* [Excerpts of labeled region data]:
##############################
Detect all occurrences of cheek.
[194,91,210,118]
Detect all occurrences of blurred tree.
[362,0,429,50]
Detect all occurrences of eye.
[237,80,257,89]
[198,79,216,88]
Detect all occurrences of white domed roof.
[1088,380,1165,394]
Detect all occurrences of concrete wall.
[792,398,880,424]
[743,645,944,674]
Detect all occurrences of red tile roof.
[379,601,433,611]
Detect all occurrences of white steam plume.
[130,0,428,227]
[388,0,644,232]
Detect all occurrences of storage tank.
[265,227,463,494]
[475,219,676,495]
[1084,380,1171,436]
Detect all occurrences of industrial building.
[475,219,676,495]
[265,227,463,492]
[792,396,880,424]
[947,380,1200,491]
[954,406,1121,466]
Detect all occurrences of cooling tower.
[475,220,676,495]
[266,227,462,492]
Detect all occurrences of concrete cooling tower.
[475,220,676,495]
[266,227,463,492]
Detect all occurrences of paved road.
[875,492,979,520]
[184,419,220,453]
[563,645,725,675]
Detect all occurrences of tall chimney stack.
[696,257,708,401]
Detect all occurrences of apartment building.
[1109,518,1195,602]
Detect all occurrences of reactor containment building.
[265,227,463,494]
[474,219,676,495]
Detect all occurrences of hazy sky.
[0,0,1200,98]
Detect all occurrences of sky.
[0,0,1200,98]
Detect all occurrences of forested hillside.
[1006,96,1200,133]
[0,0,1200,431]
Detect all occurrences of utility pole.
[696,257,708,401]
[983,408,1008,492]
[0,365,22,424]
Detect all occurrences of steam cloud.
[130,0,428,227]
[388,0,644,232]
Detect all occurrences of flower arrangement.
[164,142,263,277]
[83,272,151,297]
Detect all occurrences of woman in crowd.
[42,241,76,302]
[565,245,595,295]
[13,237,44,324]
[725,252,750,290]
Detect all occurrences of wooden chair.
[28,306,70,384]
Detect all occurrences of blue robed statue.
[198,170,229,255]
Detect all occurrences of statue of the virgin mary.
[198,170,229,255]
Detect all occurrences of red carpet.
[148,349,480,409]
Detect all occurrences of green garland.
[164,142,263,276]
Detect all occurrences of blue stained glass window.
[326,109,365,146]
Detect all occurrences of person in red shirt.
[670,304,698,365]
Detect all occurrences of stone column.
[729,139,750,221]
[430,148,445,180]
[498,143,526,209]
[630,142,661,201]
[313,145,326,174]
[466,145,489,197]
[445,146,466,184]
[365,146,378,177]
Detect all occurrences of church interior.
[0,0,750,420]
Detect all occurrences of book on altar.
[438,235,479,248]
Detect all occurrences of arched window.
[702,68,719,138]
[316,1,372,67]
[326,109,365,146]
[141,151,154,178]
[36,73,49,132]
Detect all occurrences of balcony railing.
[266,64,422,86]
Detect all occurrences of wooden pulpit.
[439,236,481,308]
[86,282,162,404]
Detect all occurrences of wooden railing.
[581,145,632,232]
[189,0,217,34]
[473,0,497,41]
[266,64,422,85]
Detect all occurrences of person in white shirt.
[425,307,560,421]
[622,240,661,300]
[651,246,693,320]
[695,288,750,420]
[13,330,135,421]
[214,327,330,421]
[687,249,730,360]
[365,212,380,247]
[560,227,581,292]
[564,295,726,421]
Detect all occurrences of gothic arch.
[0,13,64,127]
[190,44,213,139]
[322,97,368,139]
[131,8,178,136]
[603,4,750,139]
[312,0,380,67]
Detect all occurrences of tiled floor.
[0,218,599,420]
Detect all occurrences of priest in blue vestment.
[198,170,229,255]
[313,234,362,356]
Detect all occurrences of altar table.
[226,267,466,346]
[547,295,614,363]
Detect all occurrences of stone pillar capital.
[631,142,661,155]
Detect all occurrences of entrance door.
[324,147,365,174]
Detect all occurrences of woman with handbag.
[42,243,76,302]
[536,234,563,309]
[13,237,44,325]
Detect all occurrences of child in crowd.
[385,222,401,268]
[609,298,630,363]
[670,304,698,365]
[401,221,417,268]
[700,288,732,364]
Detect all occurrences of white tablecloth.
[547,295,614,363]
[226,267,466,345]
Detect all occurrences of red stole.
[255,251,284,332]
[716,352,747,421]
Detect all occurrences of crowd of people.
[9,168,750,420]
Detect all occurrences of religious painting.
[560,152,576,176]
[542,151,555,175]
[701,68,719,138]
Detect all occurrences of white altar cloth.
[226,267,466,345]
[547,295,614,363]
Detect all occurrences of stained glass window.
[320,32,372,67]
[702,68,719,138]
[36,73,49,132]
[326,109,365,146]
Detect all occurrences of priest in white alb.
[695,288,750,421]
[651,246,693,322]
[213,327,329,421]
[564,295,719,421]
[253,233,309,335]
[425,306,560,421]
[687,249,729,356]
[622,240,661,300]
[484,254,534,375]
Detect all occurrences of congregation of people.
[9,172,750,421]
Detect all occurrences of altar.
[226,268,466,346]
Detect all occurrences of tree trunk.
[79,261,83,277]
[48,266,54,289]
##############################
* [TO DO]:
Copy every row above word for word.

* [PROBLEM SOLUTION]:
Detect all occurrences of cheek.
[194,91,210,118]
Detect all occurrences of blurred tree.
[362,0,429,50]
Detect all occurrences of eye.
[237,80,257,89]
[198,79,216,88]
Detect all occurrences of white domed roof.
[1088,380,1165,394]
Detect all occurrences of concrete wall.
[792,398,880,424]
[743,645,944,674]
Detect all occurrences of red tile roof.
[379,601,433,611]
Detect all occurrences of white steam plume.
[130,0,428,227]
[388,0,644,232]
Detect all occurrences of storage tank.
[265,227,463,494]
[475,219,676,495]
[1084,380,1171,436]
Detect all occurrences of industrial building.
[475,219,676,495]
[265,227,463,492]
[792,396,880,424]
[947,380,1200,491]
[954,406,1121,466]
Detect all occurrences of cooling tower.
[475,220,676,495]
[266,227,462,492]
Detect all occurrences of concrete cooling tower.
[475,220,676,495]
[266,227,463,492]
Detect all occurrences of paved road.
[875,492,979,520]
[184,419,220,453]
[563,645,725,675]
Detect all occurrences of tall chimney stack.
[696,257,708,401]
Detect all occurrences of apartment building.
[1109,518,1195,602]
Detect all occurrences of reactor containment building.
[265,227,463,494]
[474,219,676,495]
Detect all occurrences of hazy sky.
[0,0,1200,98]
Detect all occurrences of sky.
[0,0,1200,98]
Detect all occurrences of forested hillside.
[1006,96,1200,133]
[0,0,1200,431]
Detect all occurrences of utility pole.
[696,257,708,401]
[983,408,1008,492]
[0,365,22,424]
Detect all occurrences of steam cloud.
[130,0,428,227]
[388,0,644,232]
Detect all occurrences of flower arrangement.
[164,142,263,277]
[83,272,151,297]
Detect all occurrences of woman in crowd.
[42,241,76,302]
[565,245,595,295]
[13,237,44,324]
[725,252,750,290]
Detect all occurrences of wooden chair.
[28,306,70,384]
Detect all occurrences of blue robed statue.
[198,170,229,255]
Detect all occurrences of statue of the virgin mary.
[198,170,229,255]
Detect all occurrences of red carpet.
[148,349,480,409]
Detect all occurrences of green garland.
[164,142,263,276]
Detect all occurrences of blue stained glass window.
[326,109,365,146]
Detect all occurrences of person in red shirt.
[670,304,698,365]
Detect all occurrences of stone column.
[729,139,750,221]
[430,148,445,180]
[498,143,526,209]
[630,142,661,201]
[313,145,326,174]
[466,145,489,197]
[445,146,466,184]
[365,146,378,177]
Detect all occurrences of church interior.
[0,0,750,420]
Detect all occurrences of book on altar.
[438,235,479,248]
Detect all occurrences of arched window.
[702,68,719,138]
[316,1,372,67]
[326,109,365,146]
[141,151,154,178]
[36,73,49,132]
Detect all occurrences of balcony railing.
[266,64,422,86]
Detect all occurrences of wooden pulpit.
[439,236,481,308]
[86,282,162,404]
Detect all occurrences of wooden railing.
[581,145,632,232]
[189,0,217,34]
[473,0,497,41]
[266,64,422,85]
Detect all occurrences of person in white shirt.
[425,307,560,421]
[622,240,661,300]
[651,246,693,320]
[695,288,750,420]
[13,330,135,421]
[214,327,330,421]
[687,249,730,360]
[365,212,380,247]
[560,227,581,292]
[564,295,726,421]
Detect all occurrences of gothic arch.
[0,13,64,127]
[190,44,213,139]
[322,97,368,139]
[131,8,178,136]
[603,4,750,139]
[312,0,380,67]
Detect all occurrences of tiled floor.
[0,218,599,420]
Detect all occurrences of priest in blue vestment.
[198,170,229,255]
[313,234,362,356]
Detect all occurrences of altar table.
[226,267,466,346]
[547,295,614,363]
Detect all occurrences of stone pillar capital.
[631,142,661,155]
Detect all occurrences of entrance door.
[324,147,365,174]
Detect all occurrences of woman with handbag.
[42,243,76,302]
[536,234,563,309]
[13,237,44,325]
Detect all occurrences of child in crowd.
[385,222,401,268]
[609,298,630,363]
[670,304,698,365]
[401,221,417,268]
[700,288,732,364]
Detect all occurrences of white tablecloth.
[547,295,614,363]
[226,267,466,345]
Detect all occurrences of red stole.
[255,251,284,332]
[716,352,747,421]
Detect all occurrences of crowd of people.
[9,168,750,420]
Detect all occurrences of religious painting.
[560,152,576,176]
[542,151,555,175]
[701,68,719,138]
Detect all occurrences of white altar cloth.
[226,267,466,345]
[547,295,614,363]
Detect all occurrences of stained glass window.
[320,32,372,67]
[702,68,719,138]
[36,73,49,132]
[326,109,365,146]
Detect all occurrences of priest in white alb.
[695,288,750,421]
[651,246,693,322]
[213,327,329,421]
[564,295,719,421]
[253,233,309,335]
[425,306,560,421]
[687,249,729,356]
[622,240,661,300]
[484,254,534,375]
Detect all occurrences of congregation of people.
[9,172,750,421]
Detect all occurrences of altar.
[226,268,466,346]
Detect all occurrences of tree trunk.
[79,261,83,277]
[48,266,54,289]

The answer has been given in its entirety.